AIM:
Please set down word for word the lines of the material below, starting with the line that contains "Category: vertical fence board" and going on through the last line of the material.

INFORMATION SUPPLIED:
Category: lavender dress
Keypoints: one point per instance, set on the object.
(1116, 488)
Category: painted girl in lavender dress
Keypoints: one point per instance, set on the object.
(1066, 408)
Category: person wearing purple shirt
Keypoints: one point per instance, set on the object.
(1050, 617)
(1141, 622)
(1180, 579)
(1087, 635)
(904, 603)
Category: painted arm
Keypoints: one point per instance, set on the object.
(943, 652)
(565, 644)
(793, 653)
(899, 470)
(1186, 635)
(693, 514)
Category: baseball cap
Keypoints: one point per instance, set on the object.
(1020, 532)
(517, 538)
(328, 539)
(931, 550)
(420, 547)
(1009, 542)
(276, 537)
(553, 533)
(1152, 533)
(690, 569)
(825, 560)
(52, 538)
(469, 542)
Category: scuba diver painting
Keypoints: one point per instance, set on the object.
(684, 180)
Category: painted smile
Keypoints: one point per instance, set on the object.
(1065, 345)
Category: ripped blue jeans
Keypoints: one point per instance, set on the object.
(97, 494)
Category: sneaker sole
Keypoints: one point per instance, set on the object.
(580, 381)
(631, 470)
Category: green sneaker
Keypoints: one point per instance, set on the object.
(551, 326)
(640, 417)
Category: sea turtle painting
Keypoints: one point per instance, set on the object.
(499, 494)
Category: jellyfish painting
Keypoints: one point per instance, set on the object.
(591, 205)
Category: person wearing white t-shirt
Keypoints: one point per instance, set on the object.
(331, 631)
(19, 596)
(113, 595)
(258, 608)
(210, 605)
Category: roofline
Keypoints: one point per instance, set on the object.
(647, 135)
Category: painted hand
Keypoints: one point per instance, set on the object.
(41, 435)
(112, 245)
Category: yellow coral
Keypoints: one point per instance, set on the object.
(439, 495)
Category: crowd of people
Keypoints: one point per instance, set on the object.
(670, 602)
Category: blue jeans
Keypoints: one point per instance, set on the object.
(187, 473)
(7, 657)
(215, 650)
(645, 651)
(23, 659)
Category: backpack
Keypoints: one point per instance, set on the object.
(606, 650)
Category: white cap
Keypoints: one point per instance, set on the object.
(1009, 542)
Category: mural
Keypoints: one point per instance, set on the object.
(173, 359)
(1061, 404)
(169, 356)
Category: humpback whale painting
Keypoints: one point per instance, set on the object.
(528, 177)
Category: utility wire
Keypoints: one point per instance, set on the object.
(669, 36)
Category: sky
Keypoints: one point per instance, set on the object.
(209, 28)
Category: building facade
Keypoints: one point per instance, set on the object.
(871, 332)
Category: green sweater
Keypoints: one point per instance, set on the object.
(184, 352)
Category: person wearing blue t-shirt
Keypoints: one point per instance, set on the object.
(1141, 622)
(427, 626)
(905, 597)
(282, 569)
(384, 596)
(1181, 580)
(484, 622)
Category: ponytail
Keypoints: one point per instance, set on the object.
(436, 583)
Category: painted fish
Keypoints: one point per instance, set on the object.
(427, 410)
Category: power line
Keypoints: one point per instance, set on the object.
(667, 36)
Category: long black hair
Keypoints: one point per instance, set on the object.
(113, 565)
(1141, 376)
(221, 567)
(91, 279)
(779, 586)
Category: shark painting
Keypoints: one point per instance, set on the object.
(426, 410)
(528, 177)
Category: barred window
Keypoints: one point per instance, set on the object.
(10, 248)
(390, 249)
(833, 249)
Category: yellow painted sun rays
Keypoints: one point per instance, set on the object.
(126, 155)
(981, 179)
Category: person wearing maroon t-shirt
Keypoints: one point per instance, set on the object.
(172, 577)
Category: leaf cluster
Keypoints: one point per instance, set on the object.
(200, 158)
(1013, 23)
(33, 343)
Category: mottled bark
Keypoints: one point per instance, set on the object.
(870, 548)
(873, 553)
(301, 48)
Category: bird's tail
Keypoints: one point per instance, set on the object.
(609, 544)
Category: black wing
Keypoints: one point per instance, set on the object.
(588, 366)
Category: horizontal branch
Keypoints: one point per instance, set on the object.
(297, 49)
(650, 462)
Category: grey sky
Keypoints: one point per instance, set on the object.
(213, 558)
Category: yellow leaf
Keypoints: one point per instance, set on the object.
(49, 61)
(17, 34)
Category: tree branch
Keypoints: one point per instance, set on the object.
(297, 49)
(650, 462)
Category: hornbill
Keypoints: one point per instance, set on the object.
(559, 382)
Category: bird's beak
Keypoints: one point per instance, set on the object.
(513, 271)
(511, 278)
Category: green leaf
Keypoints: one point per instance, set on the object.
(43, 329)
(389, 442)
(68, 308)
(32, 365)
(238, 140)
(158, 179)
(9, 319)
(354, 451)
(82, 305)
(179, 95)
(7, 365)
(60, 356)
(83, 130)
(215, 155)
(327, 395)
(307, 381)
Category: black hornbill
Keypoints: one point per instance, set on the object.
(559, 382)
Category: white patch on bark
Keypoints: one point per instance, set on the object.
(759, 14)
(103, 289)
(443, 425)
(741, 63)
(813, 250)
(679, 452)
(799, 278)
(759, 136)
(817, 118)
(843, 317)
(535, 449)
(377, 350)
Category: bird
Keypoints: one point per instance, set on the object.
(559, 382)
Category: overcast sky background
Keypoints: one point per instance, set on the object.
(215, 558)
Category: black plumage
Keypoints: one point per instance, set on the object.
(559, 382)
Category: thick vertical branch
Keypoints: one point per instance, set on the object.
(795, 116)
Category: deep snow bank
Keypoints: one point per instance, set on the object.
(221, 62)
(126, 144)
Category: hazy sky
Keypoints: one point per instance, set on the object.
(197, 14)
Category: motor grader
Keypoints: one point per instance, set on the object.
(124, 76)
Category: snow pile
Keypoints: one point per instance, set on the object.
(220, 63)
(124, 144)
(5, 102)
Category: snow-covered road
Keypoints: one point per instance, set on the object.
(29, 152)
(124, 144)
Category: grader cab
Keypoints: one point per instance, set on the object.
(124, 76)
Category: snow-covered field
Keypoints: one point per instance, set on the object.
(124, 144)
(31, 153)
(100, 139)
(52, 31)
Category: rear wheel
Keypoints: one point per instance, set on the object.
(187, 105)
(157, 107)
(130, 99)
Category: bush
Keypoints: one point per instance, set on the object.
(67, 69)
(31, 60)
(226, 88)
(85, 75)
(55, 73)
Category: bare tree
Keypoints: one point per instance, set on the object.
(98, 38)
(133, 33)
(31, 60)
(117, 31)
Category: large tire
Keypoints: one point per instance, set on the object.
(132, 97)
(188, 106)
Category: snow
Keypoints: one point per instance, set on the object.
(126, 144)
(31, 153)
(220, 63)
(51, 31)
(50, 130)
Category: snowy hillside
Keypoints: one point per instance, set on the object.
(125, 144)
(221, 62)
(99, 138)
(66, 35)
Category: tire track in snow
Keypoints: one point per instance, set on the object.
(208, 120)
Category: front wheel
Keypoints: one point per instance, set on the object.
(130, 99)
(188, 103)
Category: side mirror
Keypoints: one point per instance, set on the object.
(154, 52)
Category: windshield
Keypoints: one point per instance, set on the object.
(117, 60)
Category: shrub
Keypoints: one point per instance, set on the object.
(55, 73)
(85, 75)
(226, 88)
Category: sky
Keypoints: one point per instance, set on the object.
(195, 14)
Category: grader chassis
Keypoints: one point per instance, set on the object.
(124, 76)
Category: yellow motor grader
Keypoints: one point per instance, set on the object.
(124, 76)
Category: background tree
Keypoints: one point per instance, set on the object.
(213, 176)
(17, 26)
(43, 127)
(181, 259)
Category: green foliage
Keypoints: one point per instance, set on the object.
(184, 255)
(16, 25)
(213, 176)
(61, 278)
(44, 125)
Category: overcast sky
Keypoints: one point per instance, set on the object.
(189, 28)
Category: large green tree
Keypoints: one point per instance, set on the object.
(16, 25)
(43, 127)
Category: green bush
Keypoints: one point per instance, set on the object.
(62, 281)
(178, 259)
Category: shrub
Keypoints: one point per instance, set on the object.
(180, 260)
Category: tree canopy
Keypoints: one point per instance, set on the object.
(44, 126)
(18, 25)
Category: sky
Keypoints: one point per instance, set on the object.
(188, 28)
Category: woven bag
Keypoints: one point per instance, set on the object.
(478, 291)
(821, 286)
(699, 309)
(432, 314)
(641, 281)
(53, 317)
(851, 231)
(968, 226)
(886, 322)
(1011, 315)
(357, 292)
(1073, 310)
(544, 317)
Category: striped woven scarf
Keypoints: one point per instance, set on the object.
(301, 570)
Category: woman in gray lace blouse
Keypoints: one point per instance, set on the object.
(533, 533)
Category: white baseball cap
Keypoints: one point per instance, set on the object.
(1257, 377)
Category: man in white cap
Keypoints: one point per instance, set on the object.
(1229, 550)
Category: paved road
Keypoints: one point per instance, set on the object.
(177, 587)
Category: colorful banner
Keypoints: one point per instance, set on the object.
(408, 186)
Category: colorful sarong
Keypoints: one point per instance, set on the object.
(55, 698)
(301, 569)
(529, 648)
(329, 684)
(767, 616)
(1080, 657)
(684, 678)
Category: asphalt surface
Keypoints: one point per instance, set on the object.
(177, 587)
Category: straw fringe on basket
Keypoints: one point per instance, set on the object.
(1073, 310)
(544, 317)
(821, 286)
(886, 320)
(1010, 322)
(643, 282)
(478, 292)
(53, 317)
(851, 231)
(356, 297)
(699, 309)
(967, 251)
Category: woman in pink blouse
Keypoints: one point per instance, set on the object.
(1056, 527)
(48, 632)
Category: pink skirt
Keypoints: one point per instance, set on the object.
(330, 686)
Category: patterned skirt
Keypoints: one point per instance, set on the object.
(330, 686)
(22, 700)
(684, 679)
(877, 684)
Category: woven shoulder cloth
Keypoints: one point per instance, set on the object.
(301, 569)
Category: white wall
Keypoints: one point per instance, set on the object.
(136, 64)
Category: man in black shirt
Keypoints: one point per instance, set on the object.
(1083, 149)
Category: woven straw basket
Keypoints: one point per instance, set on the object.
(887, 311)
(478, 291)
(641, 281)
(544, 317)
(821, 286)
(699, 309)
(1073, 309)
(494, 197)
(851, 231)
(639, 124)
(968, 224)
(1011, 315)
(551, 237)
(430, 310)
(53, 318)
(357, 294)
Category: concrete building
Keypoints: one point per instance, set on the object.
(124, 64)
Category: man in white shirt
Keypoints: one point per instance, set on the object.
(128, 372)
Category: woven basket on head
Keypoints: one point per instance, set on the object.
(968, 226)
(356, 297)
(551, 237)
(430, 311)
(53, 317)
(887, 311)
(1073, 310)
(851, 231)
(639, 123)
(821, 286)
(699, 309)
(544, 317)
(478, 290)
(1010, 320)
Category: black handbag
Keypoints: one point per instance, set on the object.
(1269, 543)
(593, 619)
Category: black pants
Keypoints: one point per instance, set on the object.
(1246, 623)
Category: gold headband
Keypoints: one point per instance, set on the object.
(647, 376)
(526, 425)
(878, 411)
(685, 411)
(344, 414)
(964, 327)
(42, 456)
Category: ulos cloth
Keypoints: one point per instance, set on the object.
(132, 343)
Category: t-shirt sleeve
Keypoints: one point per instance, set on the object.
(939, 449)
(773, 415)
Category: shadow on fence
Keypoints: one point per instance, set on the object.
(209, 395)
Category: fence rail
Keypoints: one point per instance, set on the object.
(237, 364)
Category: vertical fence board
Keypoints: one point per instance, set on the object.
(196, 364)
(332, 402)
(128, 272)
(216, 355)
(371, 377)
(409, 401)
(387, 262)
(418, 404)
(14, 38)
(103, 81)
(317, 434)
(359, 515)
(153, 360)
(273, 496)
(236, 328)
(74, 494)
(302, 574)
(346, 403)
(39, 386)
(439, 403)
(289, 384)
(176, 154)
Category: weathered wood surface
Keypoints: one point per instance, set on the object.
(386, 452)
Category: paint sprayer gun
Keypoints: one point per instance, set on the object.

THE ANSWER:
Category: vertical fence board
Keypoints: one point per instance, set on the object.
(196, 364)
(332, 402)
(128, 272)
(216, 355)
(371, 377)
(409, 401)
(387, 262)
(418, 404)
(14, 38)
(103, 81)
(317, 434)
(359, 515)
(153, 360)
(273, 496)
(236, 328)
(74, 494)
(302, 574)
(346, 403)
(39, 386)
(439, 403)
(289, 384)
(176, 154)
Category: weathered wood surface
Keypoints: one point per instance, set on the object.
(386, 452)
Category: paint sprayer gun
Keypoints: one point per instance, set on the object.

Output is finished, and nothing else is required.